> **WHAT YOU HAVE TO DO**
Repeat the lines of the material below exactly, beginning at the one with "to locate sand" and stopping after the last.

> **MATERIALS PROVIDED**
════════

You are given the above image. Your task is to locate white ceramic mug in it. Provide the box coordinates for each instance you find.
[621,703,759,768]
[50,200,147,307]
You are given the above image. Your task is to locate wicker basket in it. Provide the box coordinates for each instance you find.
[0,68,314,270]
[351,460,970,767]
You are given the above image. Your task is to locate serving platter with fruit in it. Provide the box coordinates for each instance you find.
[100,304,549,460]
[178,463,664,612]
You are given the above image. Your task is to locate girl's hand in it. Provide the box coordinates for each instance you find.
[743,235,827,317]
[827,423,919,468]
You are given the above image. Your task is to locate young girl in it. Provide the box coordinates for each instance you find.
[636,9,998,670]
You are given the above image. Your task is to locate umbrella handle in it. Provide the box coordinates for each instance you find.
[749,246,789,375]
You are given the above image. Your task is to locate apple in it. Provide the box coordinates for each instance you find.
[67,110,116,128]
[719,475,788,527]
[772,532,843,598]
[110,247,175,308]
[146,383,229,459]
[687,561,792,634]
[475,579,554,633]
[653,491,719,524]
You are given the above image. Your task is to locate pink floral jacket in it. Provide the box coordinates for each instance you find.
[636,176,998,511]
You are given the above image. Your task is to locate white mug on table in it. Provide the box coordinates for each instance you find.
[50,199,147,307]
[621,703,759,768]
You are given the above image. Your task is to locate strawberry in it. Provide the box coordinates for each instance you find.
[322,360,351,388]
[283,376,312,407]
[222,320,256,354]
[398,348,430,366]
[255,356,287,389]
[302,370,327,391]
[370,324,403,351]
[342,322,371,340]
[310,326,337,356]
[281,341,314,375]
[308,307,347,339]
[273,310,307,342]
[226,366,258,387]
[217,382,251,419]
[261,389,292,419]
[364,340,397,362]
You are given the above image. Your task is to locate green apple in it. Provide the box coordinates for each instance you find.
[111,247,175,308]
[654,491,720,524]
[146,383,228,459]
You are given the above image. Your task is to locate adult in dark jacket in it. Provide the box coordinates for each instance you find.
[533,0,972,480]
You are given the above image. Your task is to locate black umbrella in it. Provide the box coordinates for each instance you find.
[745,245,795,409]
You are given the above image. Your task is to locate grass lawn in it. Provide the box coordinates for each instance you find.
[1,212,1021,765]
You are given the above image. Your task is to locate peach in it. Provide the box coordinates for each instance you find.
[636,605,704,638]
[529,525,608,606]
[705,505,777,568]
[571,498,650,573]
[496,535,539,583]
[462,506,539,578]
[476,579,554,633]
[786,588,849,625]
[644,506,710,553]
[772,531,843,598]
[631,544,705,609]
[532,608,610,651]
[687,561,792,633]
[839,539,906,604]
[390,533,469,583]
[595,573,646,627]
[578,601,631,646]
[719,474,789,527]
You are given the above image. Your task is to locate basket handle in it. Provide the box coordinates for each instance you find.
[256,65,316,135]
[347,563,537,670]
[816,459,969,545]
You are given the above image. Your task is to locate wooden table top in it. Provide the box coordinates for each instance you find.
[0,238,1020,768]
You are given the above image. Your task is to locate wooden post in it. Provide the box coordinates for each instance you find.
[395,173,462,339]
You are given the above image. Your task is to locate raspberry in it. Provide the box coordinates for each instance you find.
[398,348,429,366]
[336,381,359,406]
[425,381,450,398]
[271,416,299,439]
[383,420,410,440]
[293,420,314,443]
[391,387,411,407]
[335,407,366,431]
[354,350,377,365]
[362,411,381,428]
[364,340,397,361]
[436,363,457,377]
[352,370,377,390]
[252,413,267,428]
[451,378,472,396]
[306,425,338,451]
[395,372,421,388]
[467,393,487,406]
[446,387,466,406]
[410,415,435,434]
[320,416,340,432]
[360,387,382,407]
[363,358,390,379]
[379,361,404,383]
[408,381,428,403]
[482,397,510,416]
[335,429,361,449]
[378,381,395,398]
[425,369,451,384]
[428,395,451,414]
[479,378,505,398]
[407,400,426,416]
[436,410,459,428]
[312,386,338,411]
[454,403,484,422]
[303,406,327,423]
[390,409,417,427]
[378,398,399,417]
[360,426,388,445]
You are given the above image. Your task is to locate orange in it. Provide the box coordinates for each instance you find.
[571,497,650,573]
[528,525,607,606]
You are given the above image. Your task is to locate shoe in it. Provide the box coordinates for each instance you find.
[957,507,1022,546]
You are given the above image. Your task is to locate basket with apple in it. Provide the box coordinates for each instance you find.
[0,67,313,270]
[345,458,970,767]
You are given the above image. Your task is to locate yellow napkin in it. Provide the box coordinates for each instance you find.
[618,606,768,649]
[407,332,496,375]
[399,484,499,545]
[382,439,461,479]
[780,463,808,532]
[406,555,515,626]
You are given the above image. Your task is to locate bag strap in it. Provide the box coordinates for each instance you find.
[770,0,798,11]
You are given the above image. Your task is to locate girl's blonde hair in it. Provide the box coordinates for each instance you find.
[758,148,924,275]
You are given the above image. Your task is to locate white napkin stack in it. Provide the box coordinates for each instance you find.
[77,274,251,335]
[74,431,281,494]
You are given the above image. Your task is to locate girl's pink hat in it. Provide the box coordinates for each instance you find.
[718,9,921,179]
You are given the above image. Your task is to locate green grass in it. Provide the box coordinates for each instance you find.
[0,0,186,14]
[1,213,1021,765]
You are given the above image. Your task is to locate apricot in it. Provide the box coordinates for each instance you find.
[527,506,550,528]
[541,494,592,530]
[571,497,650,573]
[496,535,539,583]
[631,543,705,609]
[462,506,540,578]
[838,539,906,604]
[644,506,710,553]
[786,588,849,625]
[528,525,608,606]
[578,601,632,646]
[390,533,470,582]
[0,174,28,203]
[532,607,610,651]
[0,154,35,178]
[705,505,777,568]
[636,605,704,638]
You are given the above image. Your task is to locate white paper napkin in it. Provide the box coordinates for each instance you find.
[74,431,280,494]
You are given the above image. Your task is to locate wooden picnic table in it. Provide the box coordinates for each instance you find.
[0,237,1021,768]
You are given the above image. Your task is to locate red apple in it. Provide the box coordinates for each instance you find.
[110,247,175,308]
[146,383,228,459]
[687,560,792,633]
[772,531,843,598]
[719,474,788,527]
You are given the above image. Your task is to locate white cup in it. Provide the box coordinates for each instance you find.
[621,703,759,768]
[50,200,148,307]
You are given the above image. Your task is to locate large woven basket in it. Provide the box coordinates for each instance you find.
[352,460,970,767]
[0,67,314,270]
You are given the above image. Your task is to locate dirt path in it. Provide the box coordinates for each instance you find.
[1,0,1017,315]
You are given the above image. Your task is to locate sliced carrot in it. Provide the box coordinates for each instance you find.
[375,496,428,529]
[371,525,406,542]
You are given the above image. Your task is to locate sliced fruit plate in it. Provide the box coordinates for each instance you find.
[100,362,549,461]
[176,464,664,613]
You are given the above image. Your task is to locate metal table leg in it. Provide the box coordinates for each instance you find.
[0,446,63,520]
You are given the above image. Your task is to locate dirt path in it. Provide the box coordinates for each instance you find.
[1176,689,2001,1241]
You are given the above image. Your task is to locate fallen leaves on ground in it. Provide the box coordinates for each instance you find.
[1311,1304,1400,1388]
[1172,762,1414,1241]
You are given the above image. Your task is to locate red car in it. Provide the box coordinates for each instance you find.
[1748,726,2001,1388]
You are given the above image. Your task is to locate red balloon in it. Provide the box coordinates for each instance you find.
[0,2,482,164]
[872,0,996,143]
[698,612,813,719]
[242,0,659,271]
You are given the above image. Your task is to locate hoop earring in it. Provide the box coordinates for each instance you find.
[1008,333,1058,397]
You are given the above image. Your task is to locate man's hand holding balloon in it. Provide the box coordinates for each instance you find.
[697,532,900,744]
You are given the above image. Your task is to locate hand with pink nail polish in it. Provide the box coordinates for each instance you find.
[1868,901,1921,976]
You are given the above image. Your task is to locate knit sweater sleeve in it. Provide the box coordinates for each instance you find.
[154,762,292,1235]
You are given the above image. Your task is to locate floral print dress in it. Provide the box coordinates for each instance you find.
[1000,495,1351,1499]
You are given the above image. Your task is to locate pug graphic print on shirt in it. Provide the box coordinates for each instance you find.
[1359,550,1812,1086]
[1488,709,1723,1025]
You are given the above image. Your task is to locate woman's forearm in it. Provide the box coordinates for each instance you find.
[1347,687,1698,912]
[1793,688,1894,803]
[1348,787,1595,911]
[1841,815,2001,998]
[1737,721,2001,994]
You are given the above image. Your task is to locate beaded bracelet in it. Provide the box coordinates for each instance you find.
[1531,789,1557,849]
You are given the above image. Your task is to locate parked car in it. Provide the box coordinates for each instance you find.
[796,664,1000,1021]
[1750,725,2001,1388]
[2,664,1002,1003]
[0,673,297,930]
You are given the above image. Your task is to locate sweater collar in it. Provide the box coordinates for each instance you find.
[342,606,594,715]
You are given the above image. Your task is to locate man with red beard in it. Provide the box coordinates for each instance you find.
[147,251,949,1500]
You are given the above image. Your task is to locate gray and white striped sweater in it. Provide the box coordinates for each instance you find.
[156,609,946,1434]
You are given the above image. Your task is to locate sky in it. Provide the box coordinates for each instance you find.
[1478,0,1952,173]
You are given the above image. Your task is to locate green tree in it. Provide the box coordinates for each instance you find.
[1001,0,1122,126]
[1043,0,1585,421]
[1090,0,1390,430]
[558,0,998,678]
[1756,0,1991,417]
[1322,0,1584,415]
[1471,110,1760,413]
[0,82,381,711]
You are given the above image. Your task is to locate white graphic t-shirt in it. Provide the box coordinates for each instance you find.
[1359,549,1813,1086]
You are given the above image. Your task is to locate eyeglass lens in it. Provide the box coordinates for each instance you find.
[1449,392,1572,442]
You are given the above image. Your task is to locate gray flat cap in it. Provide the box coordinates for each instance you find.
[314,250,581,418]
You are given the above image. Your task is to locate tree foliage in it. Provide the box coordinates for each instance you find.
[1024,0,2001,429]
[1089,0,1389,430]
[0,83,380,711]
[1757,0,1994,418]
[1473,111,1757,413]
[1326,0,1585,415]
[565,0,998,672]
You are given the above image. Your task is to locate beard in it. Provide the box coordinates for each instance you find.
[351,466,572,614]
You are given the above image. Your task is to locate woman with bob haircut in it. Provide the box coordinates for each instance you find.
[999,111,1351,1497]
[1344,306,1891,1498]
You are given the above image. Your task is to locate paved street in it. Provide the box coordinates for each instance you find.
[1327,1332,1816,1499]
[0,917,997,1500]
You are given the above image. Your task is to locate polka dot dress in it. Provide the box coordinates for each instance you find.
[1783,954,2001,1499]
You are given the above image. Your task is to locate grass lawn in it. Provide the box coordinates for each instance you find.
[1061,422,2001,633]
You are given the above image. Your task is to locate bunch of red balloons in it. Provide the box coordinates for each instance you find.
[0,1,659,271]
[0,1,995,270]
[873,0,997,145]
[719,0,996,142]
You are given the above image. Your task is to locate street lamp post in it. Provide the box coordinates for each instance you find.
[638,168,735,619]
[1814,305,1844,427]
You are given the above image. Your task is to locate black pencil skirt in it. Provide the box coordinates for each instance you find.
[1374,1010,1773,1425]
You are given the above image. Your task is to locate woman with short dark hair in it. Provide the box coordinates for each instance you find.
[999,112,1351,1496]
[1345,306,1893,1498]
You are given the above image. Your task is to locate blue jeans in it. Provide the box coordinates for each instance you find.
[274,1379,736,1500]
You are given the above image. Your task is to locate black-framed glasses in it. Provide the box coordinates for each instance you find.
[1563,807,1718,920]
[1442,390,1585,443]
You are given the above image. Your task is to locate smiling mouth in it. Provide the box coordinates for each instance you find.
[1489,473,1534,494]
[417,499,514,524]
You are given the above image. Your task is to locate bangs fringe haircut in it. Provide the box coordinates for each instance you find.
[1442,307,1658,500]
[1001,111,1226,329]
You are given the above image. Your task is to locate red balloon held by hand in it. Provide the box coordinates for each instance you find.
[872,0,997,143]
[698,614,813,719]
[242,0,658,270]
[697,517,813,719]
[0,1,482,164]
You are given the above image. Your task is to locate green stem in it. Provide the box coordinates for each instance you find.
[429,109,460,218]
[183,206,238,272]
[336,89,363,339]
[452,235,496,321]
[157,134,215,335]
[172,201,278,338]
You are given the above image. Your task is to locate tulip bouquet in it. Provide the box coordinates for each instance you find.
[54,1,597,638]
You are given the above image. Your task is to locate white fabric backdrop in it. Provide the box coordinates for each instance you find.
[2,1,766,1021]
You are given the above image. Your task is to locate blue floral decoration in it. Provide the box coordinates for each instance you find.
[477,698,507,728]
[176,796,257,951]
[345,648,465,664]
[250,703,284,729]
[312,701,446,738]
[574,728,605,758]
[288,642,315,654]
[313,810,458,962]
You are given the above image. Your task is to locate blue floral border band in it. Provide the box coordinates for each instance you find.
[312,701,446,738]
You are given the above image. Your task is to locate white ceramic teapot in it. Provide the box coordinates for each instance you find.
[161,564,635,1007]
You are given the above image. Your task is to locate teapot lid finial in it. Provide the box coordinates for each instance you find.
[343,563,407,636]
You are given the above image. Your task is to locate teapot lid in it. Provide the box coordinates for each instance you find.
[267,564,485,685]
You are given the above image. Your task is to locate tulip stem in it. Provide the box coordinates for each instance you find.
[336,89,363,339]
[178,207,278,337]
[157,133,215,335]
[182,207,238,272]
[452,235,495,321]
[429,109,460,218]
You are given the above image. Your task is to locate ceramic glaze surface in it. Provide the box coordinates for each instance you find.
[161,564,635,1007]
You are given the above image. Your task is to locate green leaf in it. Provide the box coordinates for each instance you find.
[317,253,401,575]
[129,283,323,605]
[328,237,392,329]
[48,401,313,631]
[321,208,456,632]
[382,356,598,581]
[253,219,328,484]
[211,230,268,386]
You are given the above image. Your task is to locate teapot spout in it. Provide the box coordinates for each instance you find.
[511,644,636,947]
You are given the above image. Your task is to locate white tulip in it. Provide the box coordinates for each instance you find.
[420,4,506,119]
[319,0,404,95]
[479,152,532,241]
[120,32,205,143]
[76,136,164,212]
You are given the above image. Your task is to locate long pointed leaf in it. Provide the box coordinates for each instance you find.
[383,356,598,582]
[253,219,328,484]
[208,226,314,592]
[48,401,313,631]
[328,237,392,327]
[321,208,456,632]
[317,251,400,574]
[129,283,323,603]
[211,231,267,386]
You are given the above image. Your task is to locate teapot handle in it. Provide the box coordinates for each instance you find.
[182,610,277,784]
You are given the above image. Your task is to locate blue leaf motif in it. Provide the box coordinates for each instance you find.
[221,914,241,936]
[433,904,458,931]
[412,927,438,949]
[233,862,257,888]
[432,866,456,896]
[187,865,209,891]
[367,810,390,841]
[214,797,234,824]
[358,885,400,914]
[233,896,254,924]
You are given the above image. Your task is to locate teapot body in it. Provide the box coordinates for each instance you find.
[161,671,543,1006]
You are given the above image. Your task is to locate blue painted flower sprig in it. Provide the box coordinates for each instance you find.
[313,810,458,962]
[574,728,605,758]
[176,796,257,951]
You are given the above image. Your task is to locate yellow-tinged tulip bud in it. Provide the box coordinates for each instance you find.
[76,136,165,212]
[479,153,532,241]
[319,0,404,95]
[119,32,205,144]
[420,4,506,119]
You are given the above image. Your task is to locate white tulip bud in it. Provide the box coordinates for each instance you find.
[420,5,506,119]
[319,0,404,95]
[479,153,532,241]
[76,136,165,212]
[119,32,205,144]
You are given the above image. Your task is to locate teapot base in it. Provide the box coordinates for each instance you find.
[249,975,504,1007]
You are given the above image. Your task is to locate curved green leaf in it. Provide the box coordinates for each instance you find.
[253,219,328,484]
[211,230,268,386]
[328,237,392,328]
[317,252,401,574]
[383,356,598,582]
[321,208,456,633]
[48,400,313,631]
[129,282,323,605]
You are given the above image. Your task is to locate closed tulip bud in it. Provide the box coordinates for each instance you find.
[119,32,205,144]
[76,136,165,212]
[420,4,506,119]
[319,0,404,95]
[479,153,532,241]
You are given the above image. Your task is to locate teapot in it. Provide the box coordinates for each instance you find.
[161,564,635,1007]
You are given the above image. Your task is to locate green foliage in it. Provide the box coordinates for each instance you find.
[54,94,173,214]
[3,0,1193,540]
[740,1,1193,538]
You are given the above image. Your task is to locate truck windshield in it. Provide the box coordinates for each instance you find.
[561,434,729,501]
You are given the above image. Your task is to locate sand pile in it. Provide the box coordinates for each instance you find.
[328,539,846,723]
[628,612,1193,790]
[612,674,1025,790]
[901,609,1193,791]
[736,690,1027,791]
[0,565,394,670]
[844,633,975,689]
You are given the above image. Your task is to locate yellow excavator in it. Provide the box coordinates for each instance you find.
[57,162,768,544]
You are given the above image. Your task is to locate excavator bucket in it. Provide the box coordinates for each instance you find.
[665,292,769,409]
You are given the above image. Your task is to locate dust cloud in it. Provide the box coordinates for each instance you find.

════════

> **SOLUTION**
You are given the above image. Your task is to locate sand pile in it. Provide the box coordinates for each instance you find.
[328,539,846,723]
[628,612,1193,790]
[612,674,1025,790]
[901,609,1193,791]
[736,690,1027,791]
[0,565,394,670]
[844,633,975,689]
You are given the above image. Your task is to locate yellow excavator in it. Provide the box coordinates for each instance you find.
[57,162,768,544]
You are given the above image. Your task is to locate excavator bucket in it. Provide the box coordinates for each instance you find.
[665,292,769,409]
You are given the above image. Your task is to locate dust cloud in it. Provide the box coordinates for each instance you find.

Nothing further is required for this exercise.